[Source document]
* * * *

Sounds very high minded. The denigrating tone isn't necessary. Not everyone who shoots needs to be a handloader. It's true that there is a degree of quality in reloading that varies. Cleaning primer pockets is one step that might yield a low order of variance in ammunition performance. I understand that bench rest shooters strive for the highest degree of consistency possible in all steps of the process. Which makes me wonder, is there a torque indicator used in seating primers into clean pockets? Brass flow in a primer pocket of a fired case varies from one case to another. So even if you could measure the amount of pressure exerted when seating a primer, it wouldn't necessarily be consistent. Just using this as an example of how far you might try to go to achieve consistency "as a handloader."

Cleaning primer pockets would certainly be in order to prevent high primers. And if this were the matter at hand, I'd recommend the practice. I inspect primer pockets and flash holes. Every once in a while, I find one that needs scaling out, in my opinion.

* * * *

[Supplied entries]

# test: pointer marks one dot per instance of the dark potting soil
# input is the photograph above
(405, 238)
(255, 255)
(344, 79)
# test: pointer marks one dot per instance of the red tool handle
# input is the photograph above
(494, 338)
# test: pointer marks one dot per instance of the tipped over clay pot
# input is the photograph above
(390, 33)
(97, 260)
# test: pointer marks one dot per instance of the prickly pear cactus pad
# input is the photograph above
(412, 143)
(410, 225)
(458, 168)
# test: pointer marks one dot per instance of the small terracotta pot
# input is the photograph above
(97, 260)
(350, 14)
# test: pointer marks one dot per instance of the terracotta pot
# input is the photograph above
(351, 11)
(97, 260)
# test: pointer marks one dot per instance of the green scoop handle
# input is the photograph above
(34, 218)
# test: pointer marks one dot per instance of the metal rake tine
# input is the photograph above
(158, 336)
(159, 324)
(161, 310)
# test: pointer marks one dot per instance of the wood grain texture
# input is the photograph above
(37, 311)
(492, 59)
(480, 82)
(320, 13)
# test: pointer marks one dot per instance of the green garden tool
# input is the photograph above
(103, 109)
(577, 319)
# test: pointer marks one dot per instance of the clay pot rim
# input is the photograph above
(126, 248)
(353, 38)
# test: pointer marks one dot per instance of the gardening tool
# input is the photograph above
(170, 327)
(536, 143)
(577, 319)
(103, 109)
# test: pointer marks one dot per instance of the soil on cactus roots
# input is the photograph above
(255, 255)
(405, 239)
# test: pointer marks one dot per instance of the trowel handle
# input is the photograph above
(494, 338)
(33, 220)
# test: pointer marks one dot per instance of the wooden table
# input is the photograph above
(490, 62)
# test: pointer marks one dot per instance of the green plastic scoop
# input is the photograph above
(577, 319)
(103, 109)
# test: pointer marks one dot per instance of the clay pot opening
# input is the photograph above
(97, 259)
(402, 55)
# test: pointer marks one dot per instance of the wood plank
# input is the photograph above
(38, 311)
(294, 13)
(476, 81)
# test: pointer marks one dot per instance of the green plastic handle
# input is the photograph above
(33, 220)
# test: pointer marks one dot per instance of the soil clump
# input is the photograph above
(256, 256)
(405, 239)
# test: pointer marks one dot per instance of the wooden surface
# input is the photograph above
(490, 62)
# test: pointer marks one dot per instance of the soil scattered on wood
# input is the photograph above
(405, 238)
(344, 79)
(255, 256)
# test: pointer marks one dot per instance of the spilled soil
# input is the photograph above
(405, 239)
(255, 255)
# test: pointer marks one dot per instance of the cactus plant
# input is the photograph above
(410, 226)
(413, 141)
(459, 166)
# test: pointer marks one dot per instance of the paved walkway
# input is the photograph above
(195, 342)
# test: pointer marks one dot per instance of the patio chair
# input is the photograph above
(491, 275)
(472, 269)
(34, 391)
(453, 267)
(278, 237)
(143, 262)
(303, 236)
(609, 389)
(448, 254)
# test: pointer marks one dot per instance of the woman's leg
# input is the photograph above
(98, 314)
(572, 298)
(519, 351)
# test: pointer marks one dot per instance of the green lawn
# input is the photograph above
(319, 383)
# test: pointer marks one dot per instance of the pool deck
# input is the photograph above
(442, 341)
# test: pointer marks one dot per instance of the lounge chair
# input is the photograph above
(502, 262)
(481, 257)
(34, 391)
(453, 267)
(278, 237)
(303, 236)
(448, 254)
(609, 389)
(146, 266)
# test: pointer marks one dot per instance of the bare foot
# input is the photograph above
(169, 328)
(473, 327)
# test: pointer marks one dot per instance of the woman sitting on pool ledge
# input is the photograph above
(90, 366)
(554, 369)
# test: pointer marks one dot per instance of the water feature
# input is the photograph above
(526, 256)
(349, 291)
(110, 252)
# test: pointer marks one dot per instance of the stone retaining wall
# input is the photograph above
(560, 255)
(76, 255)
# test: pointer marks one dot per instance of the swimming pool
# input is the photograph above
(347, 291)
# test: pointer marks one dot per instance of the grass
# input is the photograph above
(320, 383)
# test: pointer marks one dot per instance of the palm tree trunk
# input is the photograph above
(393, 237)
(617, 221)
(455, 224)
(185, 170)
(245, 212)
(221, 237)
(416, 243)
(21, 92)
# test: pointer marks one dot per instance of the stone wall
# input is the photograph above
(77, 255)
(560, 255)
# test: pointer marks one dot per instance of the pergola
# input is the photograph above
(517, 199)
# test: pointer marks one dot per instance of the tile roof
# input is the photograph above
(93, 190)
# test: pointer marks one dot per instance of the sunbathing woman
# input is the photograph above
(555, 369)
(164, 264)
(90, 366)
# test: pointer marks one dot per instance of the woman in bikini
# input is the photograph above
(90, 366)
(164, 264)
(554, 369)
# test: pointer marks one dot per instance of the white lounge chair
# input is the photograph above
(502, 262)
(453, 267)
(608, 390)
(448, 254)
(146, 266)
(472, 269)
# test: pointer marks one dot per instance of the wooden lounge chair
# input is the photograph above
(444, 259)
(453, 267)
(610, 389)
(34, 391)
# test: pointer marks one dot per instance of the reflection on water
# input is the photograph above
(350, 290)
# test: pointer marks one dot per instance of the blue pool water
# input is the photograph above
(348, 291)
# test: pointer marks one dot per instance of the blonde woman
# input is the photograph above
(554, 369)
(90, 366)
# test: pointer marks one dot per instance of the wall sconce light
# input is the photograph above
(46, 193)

* * * *

[What you need to do] In the passage on handloading, what does the writer say cleaning primer pockets would prevent?

[Answer below] High primers.